— Start Data for this task —

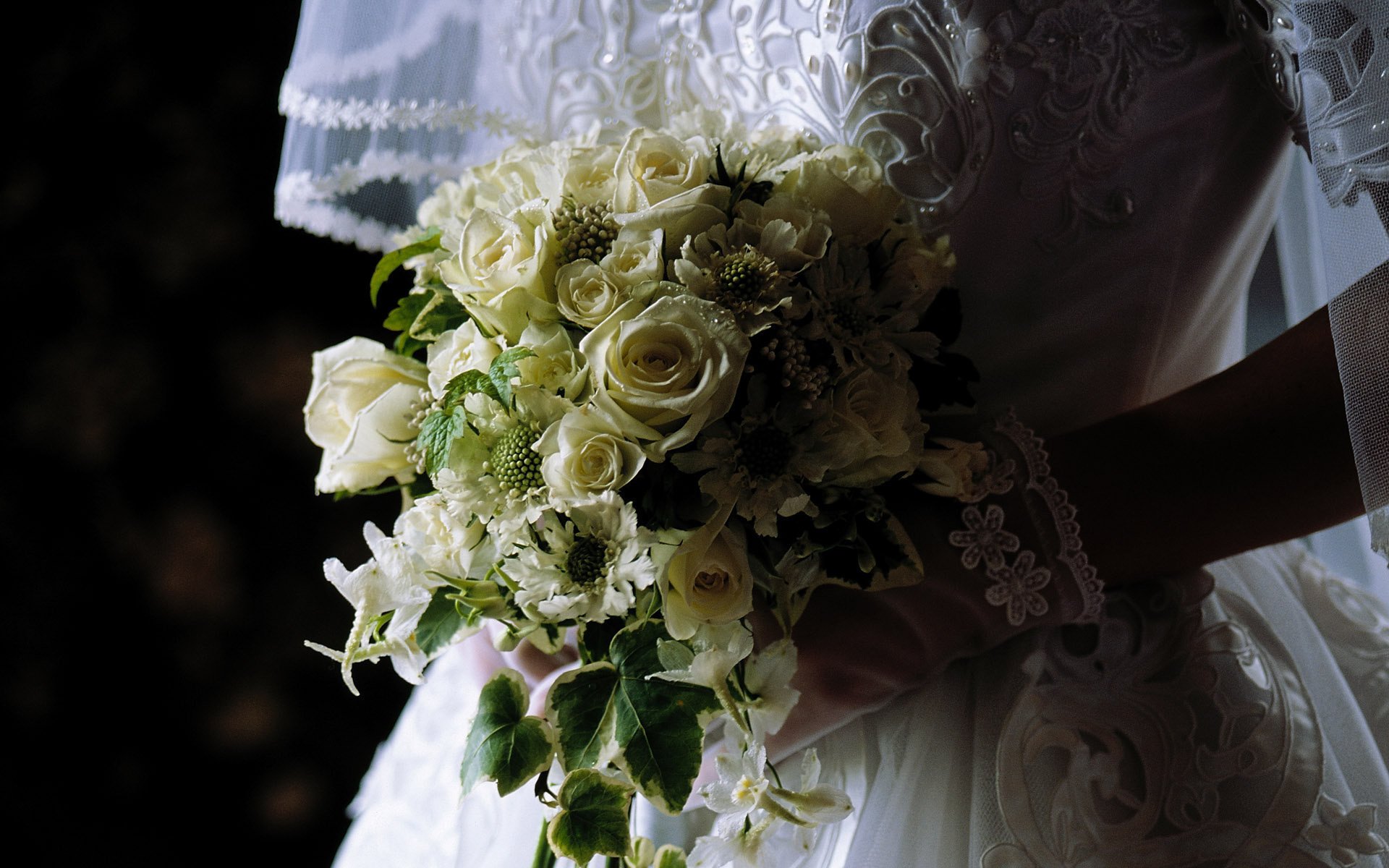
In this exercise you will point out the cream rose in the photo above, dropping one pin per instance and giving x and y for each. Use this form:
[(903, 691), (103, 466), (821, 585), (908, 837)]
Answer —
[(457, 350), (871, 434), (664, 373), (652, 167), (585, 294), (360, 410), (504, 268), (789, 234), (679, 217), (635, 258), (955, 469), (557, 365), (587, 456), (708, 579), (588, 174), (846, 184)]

— End Data for this task —
— Start Data for this task —

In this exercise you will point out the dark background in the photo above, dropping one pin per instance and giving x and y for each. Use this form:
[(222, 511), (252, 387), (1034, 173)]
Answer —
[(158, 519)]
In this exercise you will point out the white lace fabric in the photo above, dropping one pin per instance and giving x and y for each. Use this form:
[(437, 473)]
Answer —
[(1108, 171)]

— End Data for this task —
— Start Data for this task —

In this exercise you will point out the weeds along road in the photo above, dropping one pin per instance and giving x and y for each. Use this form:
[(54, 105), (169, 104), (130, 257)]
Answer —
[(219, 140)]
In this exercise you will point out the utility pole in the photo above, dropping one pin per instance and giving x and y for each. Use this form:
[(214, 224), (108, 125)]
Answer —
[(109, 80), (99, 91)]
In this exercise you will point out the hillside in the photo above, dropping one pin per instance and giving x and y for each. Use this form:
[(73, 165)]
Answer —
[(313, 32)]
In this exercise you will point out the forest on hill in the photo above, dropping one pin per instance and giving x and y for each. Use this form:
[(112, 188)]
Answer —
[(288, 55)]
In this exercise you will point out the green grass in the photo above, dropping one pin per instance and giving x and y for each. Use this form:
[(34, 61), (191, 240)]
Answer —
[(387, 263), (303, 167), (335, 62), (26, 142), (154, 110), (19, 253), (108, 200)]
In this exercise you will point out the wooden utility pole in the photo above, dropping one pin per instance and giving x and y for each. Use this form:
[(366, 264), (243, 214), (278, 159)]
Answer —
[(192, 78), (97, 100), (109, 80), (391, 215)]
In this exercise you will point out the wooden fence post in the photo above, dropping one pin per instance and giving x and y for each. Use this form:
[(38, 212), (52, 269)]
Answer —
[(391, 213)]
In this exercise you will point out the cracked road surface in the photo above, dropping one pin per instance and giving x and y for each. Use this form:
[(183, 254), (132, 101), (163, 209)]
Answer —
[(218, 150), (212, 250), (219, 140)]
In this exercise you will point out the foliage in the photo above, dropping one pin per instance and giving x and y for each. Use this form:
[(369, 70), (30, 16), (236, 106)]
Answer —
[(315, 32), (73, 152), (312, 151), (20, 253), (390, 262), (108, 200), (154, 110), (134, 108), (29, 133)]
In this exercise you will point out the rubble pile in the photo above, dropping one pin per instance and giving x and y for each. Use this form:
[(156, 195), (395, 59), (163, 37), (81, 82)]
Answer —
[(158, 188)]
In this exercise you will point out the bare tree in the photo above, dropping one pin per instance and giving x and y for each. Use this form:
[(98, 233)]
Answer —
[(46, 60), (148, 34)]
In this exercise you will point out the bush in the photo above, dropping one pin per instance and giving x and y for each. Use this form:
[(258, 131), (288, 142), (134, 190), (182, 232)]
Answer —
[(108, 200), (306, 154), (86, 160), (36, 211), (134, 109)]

— End Data for this task —

- [Written instruction]
Revise the lines starting at the one that contains "In this exercise you will point out the bush" and ending at the one that contains "[(108, 200), (306, 154), (86, 160), (36, 211), (134, 109)]", swapping "bush" for "shrub" and keeping everything else the same. Return only those lines.

- [Expected answer]
In this exercise you will point out the shrub in the photo above, dropping one pin per instance and giving x and y for each. Use this form:
[(258, 131), (288, 142), (134, 190), (182, 232)]
Answer —
[(108, 200), (306, 154), (86, 160), (36, 211), (134, 109)]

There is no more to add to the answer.